§ EXTRACTED INFORMATION:
----

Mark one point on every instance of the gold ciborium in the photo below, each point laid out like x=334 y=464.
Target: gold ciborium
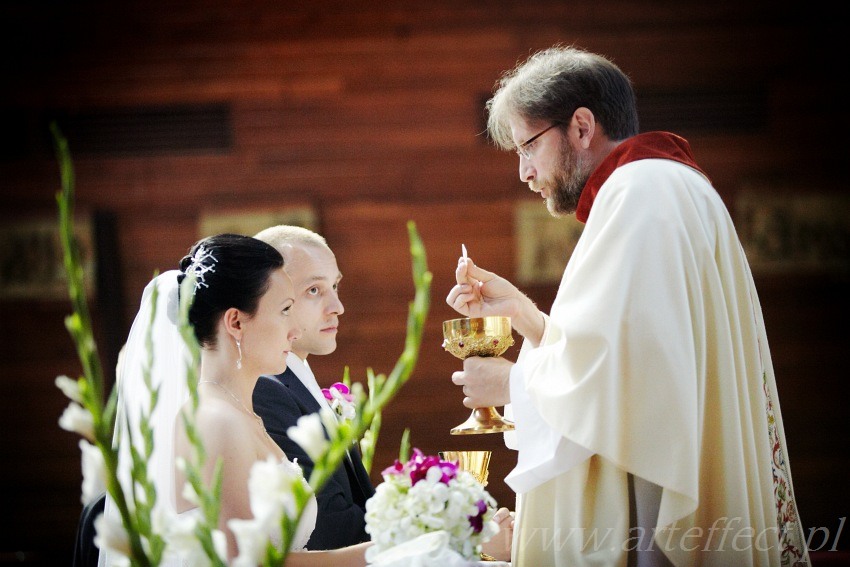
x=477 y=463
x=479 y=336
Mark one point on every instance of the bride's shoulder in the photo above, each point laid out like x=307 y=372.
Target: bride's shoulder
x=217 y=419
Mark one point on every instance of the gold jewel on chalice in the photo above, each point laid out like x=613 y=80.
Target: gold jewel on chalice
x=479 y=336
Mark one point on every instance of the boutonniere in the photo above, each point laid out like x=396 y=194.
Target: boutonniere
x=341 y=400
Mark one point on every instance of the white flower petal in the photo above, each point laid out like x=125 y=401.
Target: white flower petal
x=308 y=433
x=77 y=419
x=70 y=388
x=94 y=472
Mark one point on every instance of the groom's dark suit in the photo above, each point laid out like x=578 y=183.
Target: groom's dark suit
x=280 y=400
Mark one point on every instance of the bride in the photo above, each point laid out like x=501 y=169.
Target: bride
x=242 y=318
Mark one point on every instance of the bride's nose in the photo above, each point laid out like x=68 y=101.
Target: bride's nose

----

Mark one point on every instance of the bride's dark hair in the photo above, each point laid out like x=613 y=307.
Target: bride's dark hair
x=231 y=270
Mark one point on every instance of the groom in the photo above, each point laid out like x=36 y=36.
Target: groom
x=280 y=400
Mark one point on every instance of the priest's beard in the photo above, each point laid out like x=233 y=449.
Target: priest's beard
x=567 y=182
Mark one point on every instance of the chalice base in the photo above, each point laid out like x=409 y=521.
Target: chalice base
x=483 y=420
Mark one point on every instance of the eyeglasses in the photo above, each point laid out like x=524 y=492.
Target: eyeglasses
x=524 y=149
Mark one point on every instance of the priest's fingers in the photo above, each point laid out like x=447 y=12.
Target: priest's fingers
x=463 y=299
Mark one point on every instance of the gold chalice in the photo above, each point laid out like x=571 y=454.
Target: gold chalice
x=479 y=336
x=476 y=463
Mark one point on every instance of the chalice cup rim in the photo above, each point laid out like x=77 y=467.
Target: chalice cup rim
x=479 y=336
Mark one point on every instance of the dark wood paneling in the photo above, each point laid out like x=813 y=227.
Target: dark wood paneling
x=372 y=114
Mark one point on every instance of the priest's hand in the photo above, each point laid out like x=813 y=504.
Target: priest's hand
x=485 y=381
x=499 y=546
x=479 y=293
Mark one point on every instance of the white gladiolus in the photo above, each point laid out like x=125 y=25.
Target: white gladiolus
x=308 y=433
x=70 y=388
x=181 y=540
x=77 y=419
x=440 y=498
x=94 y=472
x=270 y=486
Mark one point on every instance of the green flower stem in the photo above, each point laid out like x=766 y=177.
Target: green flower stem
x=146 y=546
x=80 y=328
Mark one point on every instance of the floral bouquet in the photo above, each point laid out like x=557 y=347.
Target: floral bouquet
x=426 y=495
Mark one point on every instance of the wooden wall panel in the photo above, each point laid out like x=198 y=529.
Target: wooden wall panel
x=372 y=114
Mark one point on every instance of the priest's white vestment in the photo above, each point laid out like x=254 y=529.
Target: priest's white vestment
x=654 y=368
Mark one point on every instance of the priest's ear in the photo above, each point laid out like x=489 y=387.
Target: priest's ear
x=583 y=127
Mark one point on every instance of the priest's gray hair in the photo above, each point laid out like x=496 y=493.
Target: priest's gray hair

----

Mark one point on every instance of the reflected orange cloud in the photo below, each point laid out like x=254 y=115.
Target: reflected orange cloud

----

§ EXERCISE DETAILS: Every line of the data that includes the word "cloud" should be copied.

§ ANSWER FOR THE TASK:
Mark one point on every instance of the reflected orange cloud in the photo below, each point laid out like x=254 y=115.
Target: reflected orange cloud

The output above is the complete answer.